__Job__
Lay out the data below as a Markdown table with the columns Row and Line, one numbered row per line, and leave out any blank lines.
[start of Stored records]
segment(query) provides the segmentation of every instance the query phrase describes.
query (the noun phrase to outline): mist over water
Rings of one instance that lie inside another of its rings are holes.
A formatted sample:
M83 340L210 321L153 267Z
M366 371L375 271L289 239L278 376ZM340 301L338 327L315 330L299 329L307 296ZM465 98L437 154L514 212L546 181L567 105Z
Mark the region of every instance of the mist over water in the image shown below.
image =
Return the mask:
[end of Stored records]
__Answer to this problem__
| Row | Line |
|---|---|
| 1 | segment(query) provides the segmentation of every instance the query phrase describes. |
| 2 | query (the noun phrase to outline): mist over water |
| 3 | Rings of one instance that lie inside another of its rings are holes. |
| 4 | A formatted sample: |
| 5 | M83 340L210 321L153 267Z |
| 6 | M366 371L375 271L289 239L278 376ZM340 301L338 327L315 330L299 329L307 296ZM465 98L437 154L514 212L546 181L567 105Z |
| 7 | Mark the region of every instance of the mist over water in the image shown below. |
| 8 | image = |
| 9 | Return the mask: |